• [EXERCISE]
Please reproduce the rows running from the line holding "the white teeth" through the end of the rows, inclusive, swapping "Note for the class" for "Reminder for the class" and leaving everything else untouched. Return only those lines.

====== DATA SHOWN

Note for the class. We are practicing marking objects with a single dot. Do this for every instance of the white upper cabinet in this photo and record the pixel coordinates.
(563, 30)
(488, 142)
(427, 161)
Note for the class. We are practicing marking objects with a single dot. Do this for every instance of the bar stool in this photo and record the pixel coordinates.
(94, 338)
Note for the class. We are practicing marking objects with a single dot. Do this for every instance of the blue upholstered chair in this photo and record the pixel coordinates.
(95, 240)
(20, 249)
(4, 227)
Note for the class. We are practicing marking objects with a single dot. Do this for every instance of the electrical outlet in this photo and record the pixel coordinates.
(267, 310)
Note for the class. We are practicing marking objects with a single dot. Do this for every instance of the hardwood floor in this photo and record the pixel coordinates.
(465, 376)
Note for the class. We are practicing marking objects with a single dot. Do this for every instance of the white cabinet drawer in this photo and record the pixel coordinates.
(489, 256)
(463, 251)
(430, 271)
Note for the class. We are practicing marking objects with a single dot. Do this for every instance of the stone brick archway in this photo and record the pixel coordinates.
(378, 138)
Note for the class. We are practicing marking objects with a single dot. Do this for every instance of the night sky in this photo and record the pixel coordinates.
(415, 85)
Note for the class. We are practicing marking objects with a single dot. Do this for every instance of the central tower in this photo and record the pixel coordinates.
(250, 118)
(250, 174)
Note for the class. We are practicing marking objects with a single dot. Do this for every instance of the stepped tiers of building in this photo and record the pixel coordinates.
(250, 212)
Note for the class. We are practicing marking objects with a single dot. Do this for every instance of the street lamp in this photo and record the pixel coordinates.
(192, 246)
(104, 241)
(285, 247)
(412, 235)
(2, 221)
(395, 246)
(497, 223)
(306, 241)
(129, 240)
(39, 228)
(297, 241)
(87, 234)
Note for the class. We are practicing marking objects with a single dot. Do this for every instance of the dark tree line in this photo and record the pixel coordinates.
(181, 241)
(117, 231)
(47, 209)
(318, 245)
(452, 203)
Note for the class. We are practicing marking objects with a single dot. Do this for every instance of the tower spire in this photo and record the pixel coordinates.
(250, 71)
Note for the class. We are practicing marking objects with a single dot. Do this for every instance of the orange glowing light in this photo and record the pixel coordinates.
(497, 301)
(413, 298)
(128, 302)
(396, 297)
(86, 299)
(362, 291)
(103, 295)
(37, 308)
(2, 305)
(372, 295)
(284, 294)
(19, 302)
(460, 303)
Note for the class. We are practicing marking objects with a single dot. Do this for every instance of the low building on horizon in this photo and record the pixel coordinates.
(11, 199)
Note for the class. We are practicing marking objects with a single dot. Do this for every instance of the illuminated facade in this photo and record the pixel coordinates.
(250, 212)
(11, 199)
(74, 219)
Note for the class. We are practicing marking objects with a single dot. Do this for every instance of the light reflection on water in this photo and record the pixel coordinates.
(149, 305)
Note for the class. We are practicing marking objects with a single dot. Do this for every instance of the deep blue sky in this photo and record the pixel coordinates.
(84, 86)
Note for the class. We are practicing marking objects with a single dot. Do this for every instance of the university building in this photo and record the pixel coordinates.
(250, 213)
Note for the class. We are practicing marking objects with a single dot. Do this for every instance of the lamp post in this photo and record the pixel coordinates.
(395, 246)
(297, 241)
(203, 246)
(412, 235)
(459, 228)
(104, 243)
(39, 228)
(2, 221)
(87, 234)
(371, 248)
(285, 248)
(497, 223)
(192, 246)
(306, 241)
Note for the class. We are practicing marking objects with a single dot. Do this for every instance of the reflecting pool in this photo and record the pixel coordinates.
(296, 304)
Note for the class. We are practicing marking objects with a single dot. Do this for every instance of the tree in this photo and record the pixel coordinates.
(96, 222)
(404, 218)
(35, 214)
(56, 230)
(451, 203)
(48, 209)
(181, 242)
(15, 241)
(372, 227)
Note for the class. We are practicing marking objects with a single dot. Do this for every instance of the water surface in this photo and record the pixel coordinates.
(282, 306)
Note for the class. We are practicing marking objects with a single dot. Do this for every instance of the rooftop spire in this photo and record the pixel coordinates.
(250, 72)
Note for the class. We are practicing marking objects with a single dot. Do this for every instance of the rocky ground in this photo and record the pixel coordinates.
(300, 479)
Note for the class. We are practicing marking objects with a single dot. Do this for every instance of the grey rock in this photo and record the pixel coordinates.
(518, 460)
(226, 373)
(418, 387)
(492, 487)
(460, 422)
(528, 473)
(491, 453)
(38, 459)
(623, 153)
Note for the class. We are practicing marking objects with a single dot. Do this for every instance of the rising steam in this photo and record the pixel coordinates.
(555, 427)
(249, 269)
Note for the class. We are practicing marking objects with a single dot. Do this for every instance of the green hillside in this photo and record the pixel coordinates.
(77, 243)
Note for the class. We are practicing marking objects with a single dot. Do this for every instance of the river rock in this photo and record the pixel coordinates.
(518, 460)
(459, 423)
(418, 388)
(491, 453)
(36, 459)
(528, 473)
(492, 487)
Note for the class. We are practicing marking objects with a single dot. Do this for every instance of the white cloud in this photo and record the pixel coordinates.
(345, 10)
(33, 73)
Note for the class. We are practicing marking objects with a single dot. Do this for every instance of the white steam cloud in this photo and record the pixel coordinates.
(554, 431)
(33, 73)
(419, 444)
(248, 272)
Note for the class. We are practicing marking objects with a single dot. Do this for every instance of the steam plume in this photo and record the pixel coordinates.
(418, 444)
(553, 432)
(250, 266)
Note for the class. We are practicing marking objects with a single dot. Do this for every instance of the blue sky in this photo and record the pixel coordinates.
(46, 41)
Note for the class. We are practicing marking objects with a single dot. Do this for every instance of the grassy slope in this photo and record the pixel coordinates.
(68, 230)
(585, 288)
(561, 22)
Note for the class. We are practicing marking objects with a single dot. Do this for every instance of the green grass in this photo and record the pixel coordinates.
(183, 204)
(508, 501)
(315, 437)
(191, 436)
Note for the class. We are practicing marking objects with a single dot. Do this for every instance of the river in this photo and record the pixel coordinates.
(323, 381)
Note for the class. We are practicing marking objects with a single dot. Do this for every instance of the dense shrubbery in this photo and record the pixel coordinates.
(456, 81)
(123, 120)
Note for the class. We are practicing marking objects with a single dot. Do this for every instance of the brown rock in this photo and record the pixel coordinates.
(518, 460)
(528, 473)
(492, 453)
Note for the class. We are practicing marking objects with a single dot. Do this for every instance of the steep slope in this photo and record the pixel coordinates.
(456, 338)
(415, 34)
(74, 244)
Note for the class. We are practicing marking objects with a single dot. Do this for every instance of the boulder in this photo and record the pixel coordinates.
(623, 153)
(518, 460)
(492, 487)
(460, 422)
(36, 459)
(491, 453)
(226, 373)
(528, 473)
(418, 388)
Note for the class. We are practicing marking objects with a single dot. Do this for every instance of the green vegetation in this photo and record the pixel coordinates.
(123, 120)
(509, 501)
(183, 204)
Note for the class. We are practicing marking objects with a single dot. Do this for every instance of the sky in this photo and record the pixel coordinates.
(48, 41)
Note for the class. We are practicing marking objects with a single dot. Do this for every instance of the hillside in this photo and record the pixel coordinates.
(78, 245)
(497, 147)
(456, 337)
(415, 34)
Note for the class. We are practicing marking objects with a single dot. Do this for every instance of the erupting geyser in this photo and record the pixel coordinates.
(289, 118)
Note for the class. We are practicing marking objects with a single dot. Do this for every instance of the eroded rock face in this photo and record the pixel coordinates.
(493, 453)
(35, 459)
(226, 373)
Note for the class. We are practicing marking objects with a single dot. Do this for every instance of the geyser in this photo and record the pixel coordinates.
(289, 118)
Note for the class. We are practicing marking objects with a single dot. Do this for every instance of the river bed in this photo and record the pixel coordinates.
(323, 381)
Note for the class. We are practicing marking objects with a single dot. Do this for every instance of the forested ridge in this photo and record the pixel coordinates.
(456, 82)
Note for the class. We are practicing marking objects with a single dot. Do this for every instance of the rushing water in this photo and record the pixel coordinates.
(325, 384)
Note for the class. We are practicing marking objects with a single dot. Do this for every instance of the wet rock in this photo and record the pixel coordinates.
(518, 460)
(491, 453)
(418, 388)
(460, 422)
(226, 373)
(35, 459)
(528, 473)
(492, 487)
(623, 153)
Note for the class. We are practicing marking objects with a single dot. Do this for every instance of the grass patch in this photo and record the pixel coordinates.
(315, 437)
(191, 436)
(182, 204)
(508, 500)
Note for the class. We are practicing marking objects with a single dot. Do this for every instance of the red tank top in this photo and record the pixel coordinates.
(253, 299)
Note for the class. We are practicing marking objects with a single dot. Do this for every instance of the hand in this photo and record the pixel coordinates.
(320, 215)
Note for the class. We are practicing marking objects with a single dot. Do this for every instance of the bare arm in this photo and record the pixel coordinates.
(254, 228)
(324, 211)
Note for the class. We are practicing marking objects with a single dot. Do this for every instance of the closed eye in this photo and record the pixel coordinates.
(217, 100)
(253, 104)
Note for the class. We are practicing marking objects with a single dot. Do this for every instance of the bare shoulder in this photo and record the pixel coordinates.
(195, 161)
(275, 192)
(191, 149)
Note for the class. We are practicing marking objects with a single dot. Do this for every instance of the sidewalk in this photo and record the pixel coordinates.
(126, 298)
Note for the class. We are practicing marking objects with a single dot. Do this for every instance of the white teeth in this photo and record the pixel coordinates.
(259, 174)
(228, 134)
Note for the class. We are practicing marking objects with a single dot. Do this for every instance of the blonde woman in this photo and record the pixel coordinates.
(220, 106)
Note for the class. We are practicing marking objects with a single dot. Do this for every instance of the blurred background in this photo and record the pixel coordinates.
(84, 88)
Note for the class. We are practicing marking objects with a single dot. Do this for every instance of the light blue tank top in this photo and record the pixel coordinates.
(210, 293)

============

• [ANSWER TO THIS EXERCISE]
Reminder for the class. We are practicing marking objects with a single dot. Do this for every instance of the white teeth in this photo and record the pixel coordinates.
(259, 174)
(228, 134)
Reminder for the class. We are practicing marking objects with a single dot. Do this for every instance of the blonde woman in this photo and record the pixel coordinates.
(220, 106)
Reminder for the class. We are practicing marking objects with a single dot. Do this for every instance of the blurred background in this photo and record the pixel coordinates.
(84, 88)
Reminder for the class. We are practicing marking objects with a single dot. Do this for every instance of the light blue tank top in this photo and record the pixel coordinates.
(210, 293)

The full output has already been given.